Extrait fourni:
============

La révolution sexuelle des années 60? Elle n'a pas eu lieu, selon Lili Boisvert. Dans Le principe du cumshot, son premier livre, l'animatrice de Sexplora et cocréatrice de la websérie Les brutes livre une charge à fond de train contre le cliché de la sexualité féminine passive. À l'aide de statistiques, d'entrevues et d'exemples choisis dans la culture populaire, la journaliste décortique les mythes persistants qui confinent les femmes au rôle d'objet sexuel soumis au désir des hommes. Un stéréotype qui serait à l'origine de plusieurs malentendus et qui expliquerait, en partie du moins, la culture du viol. Entrevue avec une jeune femme qui remet en question les idées reçues.

Q: Le principe du cumshot, c'est quoi?

R: Le cumshot, c'est le plan final, dans un film porno, lorsque l'acteur éjacule sur le corps de la femme. Mon livre ne parle pas de porno, mais je me sers de cette image parce que c'est une belle illustration de notre conception de la sexualité hétérosexuelle. Un désir sexuel qui part spontanément et de manière unidirectionnelle de l'homme vers la femme. La sexualité d'une femme, c'est de recevoir la charge du désir de l'homme et de s'en délecter. L'homme est producteur et la femme est la cible. C'est ultra-problématique.

Q: D'où vient cette conception de la sexualité féminine, selon toi?

R: De plusieurs sources. Des siècles d'infantilisation des femmes, d'une dynamique de domination, d'un retour du bâton après une deuxième vague de féminisme dans les années 70. En matière d'égalité des sexes, il y a non seulement un retard, mais aussi un recul. Je cite des données dans mon livre sur la violence et l'humiliation dans la pornographie qui sont en augmentation depuis les années 70. L'objectification du corps de la femme aussi a augmenté au cours des dernières décennies. Tout ça est lié au fait que les femmes ont plus de pouvoir politique et économique. C'est comme si on leur disait: n'oubliez pas que vous êtes des subalternes.

============

Ensemble des entrées:
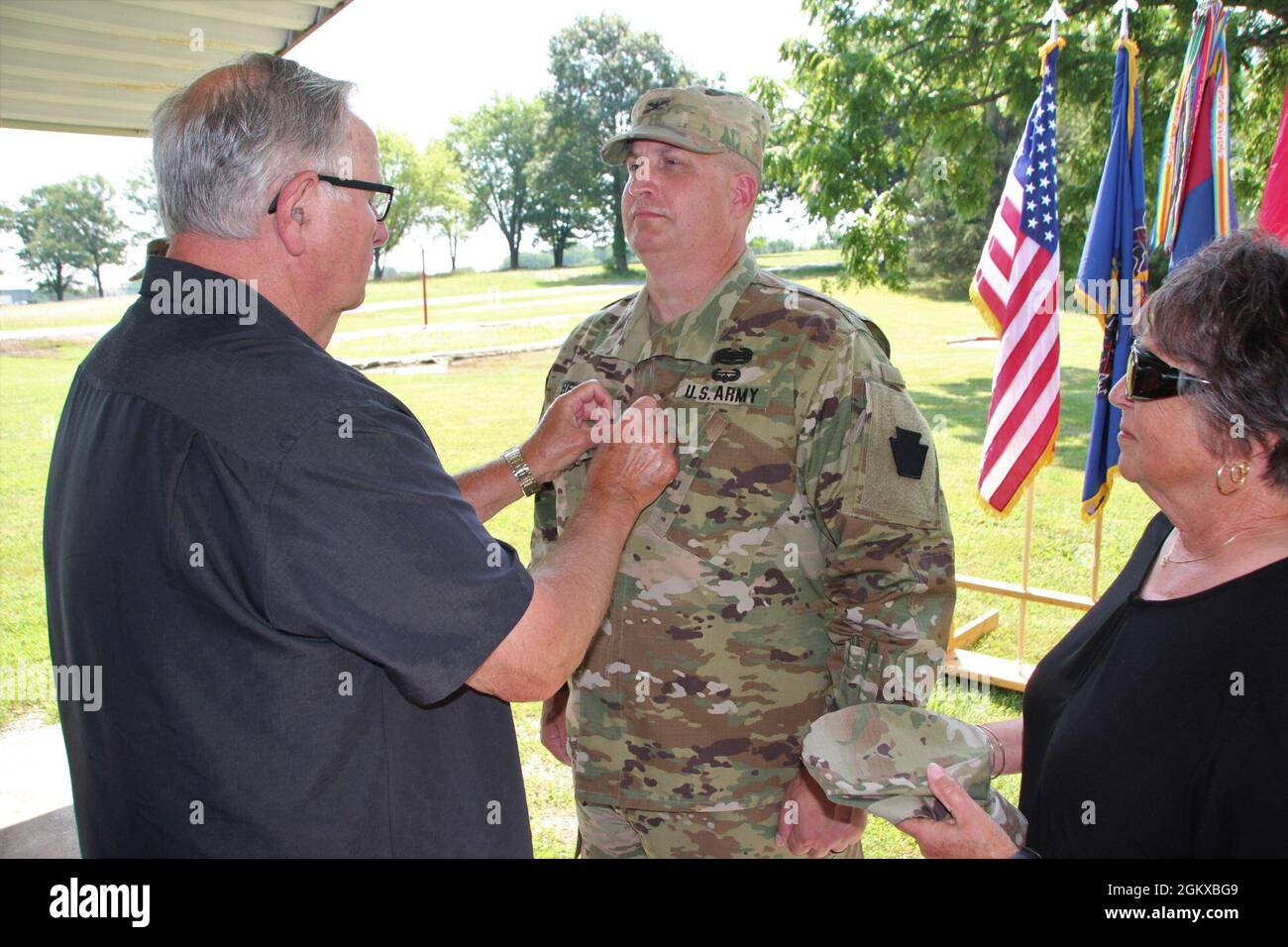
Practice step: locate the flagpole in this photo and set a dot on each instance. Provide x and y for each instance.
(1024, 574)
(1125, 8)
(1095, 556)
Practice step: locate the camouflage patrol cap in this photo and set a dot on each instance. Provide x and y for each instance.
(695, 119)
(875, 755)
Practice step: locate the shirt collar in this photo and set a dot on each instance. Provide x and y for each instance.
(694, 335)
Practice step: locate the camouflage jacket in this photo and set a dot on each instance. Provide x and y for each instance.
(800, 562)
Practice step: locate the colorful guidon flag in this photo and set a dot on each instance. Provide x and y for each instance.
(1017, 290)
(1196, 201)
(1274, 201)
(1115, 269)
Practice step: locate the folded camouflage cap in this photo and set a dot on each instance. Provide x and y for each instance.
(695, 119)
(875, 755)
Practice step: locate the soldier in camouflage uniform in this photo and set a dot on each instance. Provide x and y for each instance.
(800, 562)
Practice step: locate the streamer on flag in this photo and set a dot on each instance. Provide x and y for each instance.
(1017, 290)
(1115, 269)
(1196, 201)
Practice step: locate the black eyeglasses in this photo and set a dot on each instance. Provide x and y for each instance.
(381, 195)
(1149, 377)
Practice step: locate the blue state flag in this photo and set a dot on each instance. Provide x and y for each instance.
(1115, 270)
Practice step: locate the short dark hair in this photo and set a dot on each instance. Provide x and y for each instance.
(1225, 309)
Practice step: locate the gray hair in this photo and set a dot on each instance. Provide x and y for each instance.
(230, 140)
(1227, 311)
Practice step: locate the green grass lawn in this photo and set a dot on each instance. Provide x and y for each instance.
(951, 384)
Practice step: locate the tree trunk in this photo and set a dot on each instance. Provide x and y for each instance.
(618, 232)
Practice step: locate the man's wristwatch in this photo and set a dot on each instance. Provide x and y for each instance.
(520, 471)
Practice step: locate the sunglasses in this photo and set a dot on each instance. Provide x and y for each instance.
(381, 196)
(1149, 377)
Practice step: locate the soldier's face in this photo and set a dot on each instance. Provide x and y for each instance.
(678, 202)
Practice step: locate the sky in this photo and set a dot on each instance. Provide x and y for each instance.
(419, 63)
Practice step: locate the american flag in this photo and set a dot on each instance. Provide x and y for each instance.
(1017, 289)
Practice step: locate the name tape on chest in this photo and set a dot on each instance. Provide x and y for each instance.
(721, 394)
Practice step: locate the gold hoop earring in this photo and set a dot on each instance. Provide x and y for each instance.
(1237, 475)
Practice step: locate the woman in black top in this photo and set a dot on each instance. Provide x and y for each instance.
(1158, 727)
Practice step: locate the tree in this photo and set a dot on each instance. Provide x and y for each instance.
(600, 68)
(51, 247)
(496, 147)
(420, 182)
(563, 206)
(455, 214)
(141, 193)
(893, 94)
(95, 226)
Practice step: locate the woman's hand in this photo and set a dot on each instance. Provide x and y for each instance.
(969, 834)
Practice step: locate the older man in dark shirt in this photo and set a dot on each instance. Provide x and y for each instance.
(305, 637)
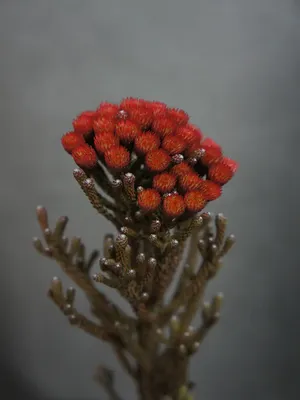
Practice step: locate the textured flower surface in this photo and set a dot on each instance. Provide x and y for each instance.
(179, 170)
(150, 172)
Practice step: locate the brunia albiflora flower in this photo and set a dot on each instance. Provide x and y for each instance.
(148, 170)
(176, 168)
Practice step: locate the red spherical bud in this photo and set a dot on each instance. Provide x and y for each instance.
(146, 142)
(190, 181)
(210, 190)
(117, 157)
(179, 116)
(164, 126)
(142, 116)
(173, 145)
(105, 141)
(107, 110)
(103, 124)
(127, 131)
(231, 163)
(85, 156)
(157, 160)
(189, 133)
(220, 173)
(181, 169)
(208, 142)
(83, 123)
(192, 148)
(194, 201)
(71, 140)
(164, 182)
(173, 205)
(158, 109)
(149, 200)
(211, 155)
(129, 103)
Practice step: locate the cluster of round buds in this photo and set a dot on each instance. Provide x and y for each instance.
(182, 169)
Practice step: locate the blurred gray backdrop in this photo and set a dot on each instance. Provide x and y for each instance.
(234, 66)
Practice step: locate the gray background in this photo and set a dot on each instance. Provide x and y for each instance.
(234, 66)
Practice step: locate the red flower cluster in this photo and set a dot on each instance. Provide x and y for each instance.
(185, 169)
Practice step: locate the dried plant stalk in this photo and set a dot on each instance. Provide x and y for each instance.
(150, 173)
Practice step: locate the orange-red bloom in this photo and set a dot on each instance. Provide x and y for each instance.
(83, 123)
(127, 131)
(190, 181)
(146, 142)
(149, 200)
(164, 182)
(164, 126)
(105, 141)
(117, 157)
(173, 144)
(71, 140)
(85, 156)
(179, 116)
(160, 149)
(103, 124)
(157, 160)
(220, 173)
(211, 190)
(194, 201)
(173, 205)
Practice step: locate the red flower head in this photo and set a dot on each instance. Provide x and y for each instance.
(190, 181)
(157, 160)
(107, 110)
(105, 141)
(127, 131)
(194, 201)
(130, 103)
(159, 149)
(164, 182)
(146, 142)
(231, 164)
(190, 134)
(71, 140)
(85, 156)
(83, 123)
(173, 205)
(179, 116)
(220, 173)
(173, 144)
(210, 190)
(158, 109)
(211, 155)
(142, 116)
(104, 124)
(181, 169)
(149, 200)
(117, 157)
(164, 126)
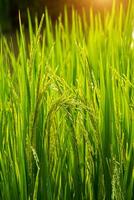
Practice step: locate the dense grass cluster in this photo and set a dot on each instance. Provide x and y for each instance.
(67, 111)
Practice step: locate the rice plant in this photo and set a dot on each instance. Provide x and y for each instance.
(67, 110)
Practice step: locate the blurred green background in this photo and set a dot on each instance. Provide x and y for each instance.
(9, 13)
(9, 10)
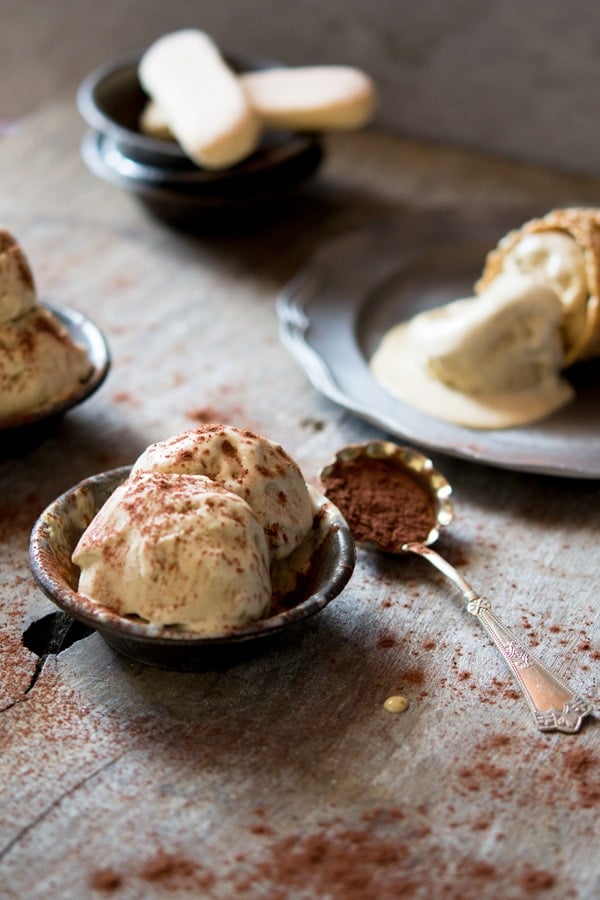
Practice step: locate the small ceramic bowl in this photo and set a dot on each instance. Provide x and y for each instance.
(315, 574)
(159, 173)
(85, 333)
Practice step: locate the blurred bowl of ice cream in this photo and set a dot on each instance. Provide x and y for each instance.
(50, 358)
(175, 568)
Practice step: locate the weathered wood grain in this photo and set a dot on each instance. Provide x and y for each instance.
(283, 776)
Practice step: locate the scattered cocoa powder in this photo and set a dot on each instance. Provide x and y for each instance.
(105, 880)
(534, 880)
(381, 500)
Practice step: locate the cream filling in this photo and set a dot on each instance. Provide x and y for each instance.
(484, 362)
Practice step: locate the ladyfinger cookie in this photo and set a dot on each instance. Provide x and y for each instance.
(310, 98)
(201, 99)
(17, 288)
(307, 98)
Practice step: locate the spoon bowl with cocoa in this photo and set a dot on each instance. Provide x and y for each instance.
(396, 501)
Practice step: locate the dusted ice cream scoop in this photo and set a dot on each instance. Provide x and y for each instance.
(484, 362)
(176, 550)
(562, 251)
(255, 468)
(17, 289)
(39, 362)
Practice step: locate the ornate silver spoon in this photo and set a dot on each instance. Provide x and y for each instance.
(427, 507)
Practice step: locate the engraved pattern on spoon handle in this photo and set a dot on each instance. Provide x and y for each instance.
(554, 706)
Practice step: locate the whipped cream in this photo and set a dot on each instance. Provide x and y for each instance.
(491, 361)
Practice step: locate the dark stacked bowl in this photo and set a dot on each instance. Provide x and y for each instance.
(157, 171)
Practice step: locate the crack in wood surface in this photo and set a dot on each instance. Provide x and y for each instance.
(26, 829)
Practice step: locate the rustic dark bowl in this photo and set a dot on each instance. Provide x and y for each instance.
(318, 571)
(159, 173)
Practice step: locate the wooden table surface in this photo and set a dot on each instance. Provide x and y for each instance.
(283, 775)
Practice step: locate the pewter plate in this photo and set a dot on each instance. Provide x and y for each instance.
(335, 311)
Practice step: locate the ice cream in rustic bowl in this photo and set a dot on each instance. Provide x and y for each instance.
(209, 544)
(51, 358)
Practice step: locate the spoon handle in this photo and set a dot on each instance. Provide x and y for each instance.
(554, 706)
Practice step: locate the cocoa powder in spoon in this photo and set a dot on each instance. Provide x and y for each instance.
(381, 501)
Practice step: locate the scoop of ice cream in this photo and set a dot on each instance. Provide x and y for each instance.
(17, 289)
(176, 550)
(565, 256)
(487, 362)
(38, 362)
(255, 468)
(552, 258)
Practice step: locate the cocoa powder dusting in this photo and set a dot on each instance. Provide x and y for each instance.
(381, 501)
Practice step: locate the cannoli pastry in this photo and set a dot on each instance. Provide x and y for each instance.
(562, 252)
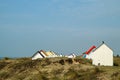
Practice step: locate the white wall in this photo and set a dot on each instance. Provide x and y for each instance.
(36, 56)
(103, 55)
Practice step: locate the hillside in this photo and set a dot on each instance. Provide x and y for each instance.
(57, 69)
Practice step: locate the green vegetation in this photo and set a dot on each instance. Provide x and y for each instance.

============

Travail demandé:
Rédigez la suite de l'entrevue sur le livre Le principe du cumshot, en reprenant après sa dernière réponse. Les entrées ne sont d'aucune utilité pour cet exercice.

Réponse produite:
Q: Tu dis que les vêtements nous conditionnent à ces stéréotypes de la sexualité. De quelle manière?

R: Je pense que les vêtements, c'est la base de tout. Nous sommes dans une logique de ségrégation sexuelle qui a imprégné notre culture et qui renforce les stéréotypes de genre. Pourquoi c'est juste les personnes qui naissent avec un vagin qui portent des vêtements moulants, des talons hauts, des décolletés plongeants? Et pourquoi, quand tu nais avec un pénis, tu ne peux pas porter des jupes ou des robes sans obligatoirement devoir t'identifier comme femme? Dans certaines cultures, les hommes se maquillent et portent des robes. Tout ça, c'est une construction sociale alors qu'on le prend pour une fatalité. On ne donne même pas le choix aux hommes et aux femmes de choisir comment ils souhaitent s'habiller. Prenons le soutien-gorge! Une fille commence à avoir des seins, elle doit en porter un. C'est non négociable. Moi, je trouve ça inconfortable, est-ce que je peux juste ne pas en porter? C'est un des éléments du principe du cumshot. La femme doit s'habiller pour exciter le désir de l'homme. Elle doit être attrayante, sacrifier son confort. Pourquoi ce ne serait pas aux hommes d'être attrayants pour susciter le désir des femmes?

Q: Tu écris dans ton livre que cette passivité de la femme peut expliquer en partie la culture du viol. Peux-tu expliquer?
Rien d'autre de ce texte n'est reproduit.